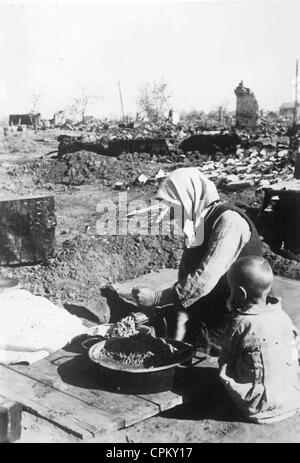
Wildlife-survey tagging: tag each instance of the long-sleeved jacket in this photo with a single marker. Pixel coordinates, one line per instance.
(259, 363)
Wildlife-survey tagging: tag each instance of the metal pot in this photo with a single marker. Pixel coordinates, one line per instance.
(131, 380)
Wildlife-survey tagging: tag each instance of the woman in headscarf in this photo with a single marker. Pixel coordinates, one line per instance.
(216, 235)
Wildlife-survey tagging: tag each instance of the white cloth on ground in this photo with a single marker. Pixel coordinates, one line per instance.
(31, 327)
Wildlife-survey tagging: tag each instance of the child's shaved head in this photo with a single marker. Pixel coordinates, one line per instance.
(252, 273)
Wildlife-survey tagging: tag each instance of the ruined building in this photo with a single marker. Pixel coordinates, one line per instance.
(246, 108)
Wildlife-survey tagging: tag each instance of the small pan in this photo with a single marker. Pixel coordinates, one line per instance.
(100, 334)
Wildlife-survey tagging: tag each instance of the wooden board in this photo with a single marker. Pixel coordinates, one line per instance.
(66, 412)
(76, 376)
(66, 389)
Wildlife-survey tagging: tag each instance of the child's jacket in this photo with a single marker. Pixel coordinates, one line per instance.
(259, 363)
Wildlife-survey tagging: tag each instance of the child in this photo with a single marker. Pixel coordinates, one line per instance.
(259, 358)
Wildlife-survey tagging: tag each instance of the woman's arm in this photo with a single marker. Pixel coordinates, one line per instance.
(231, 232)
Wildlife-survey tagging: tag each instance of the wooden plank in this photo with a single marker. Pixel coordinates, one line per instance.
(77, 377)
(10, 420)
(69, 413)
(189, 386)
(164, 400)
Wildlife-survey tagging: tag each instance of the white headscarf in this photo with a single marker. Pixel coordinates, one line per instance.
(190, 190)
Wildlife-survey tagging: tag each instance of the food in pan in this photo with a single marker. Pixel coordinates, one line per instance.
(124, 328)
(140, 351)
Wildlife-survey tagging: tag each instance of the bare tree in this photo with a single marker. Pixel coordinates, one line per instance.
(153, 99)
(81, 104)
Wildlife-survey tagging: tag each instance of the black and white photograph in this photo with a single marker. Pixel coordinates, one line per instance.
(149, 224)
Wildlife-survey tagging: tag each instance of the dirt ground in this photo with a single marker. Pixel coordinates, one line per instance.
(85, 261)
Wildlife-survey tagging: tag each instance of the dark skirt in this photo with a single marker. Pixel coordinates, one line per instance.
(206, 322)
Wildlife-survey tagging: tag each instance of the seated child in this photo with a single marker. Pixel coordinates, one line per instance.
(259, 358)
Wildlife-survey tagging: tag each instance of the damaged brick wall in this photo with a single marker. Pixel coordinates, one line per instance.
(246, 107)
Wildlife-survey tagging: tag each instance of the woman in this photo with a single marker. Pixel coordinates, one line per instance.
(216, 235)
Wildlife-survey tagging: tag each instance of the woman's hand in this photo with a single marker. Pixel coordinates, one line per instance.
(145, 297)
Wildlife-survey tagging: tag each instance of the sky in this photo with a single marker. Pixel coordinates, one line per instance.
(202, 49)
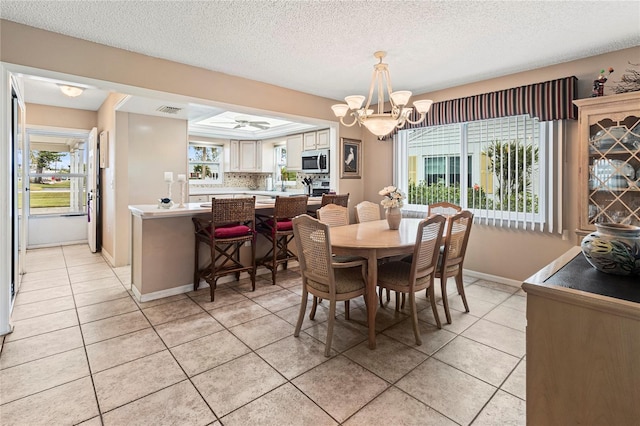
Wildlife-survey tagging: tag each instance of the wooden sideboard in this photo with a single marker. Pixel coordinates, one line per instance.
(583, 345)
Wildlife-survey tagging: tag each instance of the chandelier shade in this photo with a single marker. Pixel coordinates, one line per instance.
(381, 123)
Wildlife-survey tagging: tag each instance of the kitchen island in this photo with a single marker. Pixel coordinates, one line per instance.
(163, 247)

————

- GOAL OF THE EXERCISE:
Transfer the records from the line containing "Wildlife-survey tagging: tag each instance of the damaged" through the end of the records, keeping the requests and adding 107 to every pixel coordinate in the answers. Leave the pictures out.

- THE RESULT:
Wildlife-survey tagging: tag each instance of the damaged brick wall in this photo with a single marker. Pixel coordinates, one line per instance.
(353, 214)
Wildlife-survey tagging: tag each instance of the woman in this photo with a single marker. Pixel coordinates, one line per instance.
(323, 342)
Wildlife-survey tagging: tag each instance of the woman's hand in this photo with a single marker. Pixel coordinates, one line per instance.
(252, 404)
Wildlife-survey tagging: tag each instance of the sky in this photo with a single marker. Pixel coordinates, one line per instance.
(309, 156)
Wildlife-survey tagging: tag each instance of the wooden sideboard in this photo with a single marker. Pixel coordinates, one line per instance.
(690, 452)
Wildlife-survey tagging: tag each instance of the chandelier shade in this photo with a single marker. Pixel coordinates, one line per instance.
(488, 230)
Wildlife-survey tagging: tag each instance of the kitchen island in this photo with a single marker. Pixel coordinates, one line per instance.
(270, 354)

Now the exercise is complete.